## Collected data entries

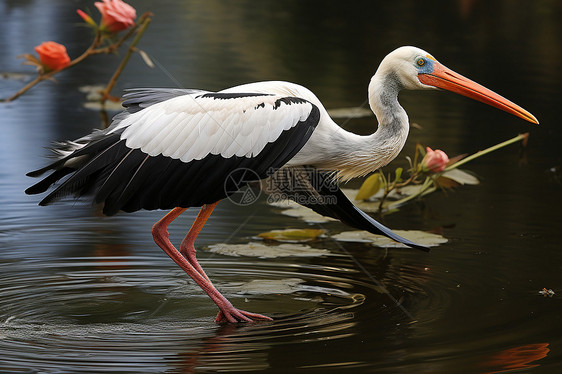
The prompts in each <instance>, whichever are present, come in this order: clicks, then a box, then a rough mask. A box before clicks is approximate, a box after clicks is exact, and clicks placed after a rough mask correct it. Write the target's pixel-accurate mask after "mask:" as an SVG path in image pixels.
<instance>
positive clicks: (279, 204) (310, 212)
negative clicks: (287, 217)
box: [269, 200, 336, 223]
mask: <svg viewBox="0 0 562 374" xmlns="http://www.w3.org/2000/svg"><path fill="white" fill-rule="evenodd" d="M269 205H272V206H275V207H278V208H282V209H284V210H282V211H281V214H284V215H286V216H290V217H296V218H300V219H302V220H303V221H305V222H309V223H325V222H330V221H336V220H335V219H334V218H330V217H325V216H322V215H320V214H318V213H316V212H315V211H313V210H312V209H309V208H307V207H304V206H302V205H300V204H297V203H295V202H294V201H292V200H281V201H275V202H270V203H269Z"/></svg>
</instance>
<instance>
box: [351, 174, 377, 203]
mask: <svg viewBox="0 0 562 374" xmlns="http://www.w3.org/2000/svg"><path fill="white" fill-rule="evenodd" d="M380 188H381V176H380V174H379V173H375V174H373V175H371V176H369V177H368V178H367V179H365V182H363V184H362V185H361V187H360V188H359V192H357V195H356V196H355V200H369V198H370V197H371V196H373V195H374V194H376V193H377V192H378V191H379V190H380Z"/></svg>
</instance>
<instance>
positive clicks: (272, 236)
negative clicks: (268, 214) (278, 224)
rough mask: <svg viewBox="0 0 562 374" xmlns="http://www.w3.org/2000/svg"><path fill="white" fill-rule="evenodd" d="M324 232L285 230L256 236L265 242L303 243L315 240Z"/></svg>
mask: <svg viewBox="0 0 562 374" xmlns="http://www.w3.org/2000/svg"><path fill="white" fill-rule="evenodd" d="M324 232H325V231H324V230H320V229H287V230H272V231H268V232H263V233H261V234H258V236H259V237H260V238H263V239H266V240H276V241H279V242H283V241H285V242H305V241H310V240H314V239H316V238H317V237H319V236H320V235H322V234H324Z"/></svg>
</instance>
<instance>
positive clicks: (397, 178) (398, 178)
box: [394, 168, 404, 182]
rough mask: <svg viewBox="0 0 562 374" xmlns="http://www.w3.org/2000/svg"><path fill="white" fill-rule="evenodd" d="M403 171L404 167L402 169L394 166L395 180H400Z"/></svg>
mask: <svg viewBox="0 0 562 374" xmlns="http://www.w3.org/2000/svg"><path fill="white" fill-rule="evenodd" d="M403 171H404V169H402V168H396V170H395V171H394V176H395V181H396V182H400V181H401V178H402V172H403Z"/></svg>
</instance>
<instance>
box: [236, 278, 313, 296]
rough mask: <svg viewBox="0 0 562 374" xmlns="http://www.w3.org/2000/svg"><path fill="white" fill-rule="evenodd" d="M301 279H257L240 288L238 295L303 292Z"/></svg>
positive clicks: (298, 278)
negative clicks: (300, 285)
mask: <svg viewBox="0 0 562 374" xmlns="http://www.w3.org/2000/svg"><path fill="white" fill-rule="evenodd" d="M303 283H304V280H303V279H300V278H285V279H255V280H252V281H250V282H248V283H244V284H243V285H241V286H238V287H237V288H238V293H240V294H245V295H268V294H276V295H278V294H290V293H294V292H297V291H300V290H301V287H299V286H300V285H301V284H303Z"/></svg>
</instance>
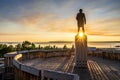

## What this task involves
Could you express every line of the rows above as a JSON list of strings, one string per line, with blank lines left out? Leave the pictures out of the answer.

## Task result
[
  "The prompts in each <instance>, whichever are present, come in this order: clicks, then a box, then a rough mask. A box before clicks is approximate, a box after clicks is exact, and clicks placed after a rough mask correct it. Write the target's pixel-accurate mask after \"mask:\" as an SVG path in image pixels.",
  "<instance>",
  "positive clicks: (279, 204) (310, 212)",
  "negative clicks: (287, 217)",
  "box: [269, 200, 336, 223]",
  "mask: <svg viewBox=\"0 0 562 374\" xmlns=\"http://www.w3.org/2000/svg\"><path fill=\"white\" fill-rule=\"evenodd\" d=\"M269 205H272V206H275V207H278V208H282V209H284V210H282V211H281V214H284V215H286V216H290V217H296V218H300V219H302V220H303V221H305V222H309V223H325V222H330V221H336V220H335V219H334V218H330V217H325V216H322V215H320V214H318V213H316V212H315V211H313V210H312V209H309V208H307V207H304V206H302V205H300V204H297V203H295V202H294V201H292V200H281V201H275V202H270V203H269Z\"/></svg>",
  "</instance>",
  "<instance>",
  "box: [351, 174, 377, 203]",
  "mask: <svg viewBox=\"0 0 562 374\" xmlns=\"http://www.w3.org/2000/svg\"><path fill=\"white\" fill-rule=\"evenodd\" d=\"M380 188H381V176H380V174H379V173H375V174H373V175H371V176H369V177H368V178H367V179H365V182H363V184H362V185H361V187H360V188H359V192H357V195H356V196H355V200H369V198H370V197H371V196H373V195H374V194H376V193H377V192H378V191H379V190H380Z\"/></svg>",
  "</instance>",
  "<instance>",
  "positive clicks: (272, 236)",
  "negative clicks: (268, 214) (278, 224)",
  "rough mask: <svg viewBox=\"0 0 562 374\" xmlns=\"http://www.w3.org/2000/svg\"><path fill=\"white\" fill-rule=\"evenodd\" d=\"M324 232L285 230L256 236L265 242L303 243L315 240Z\"/></svg>",
  "mask: <svg viewBox=\"0 0 562 374\" xmlns=\"http://www.w3.org/2000/svg\"><path fill=\"white\" fill-rule=\"evenodd\" d=\"M324 232H325V231H324V230H320V229H287V230H272V231H268V232H263V233H261V234H258V236H259V237H260V238H263V239H266V240H276V241H279V242H283V241H285V242H305V241H310V240H314V239H316V238H317V237H319V236H320V235H322V234H324Z\"/></svg>",
  "</instance>",
  "<instance>",
  "positive clicks: (397, 178) (398, 178)",
  "box: [394, 168, 404, 182]",
  "rough mask: <svg viewBox=\"0 0 562 374\" xmlns=\"http://www.w3.org/2000/svg\"><path fill=\"white\" fill-rule=\"evenodd\" d=\"M403 171L404 167L402 169L394 166L395 180H400Z\"/></svg>",
  "mask: <svg viewBox=\"0 0 562 374\" xmlns=\"http://www.w3.org/2000/svg\"><path fill=\"white\" fill-rule=\"evenodd\" d=\"M403 171H404V169H402V168H396V170H395V171H394V176H395V181H396V182H400V181H401V178H402V172H403Z\"/></svg>",
  "</instance>",
  "<instance>",
  "box: [236, 278, 313, 296]",
  "rough mask: <svg viewBox=\"0 0 562 374\" xmlns=\"http://www.w3.org/2000/svg\"><path fill=\"white\" fill-rule=\"evenodd\" d=\"M301 279H257L240 288L238 295L303 292Z\"/></svg>",
  "positive clicks: (298, 278)",
  "negative clicks: (300, 285)",
  "mask: <svg viewBox=\"0 0 562 374\" xmlns=\"http://www.w3.org/2000/svg\"><path fill=\"white\" fill-rule=\"evenodd\" d=\"M303 283H304V280H303V279H300V278H285V279H255V280H252V281H250V282H248V283H244V284H243V285H241V286H238V287H237V288H238V293H240V294H245V295H268V294H276V295H278V294H290V293H294V292H297V291H300V290H301V287H299V286H300V285H301V284H303Z\"/></svg>",
  "</instance>"
]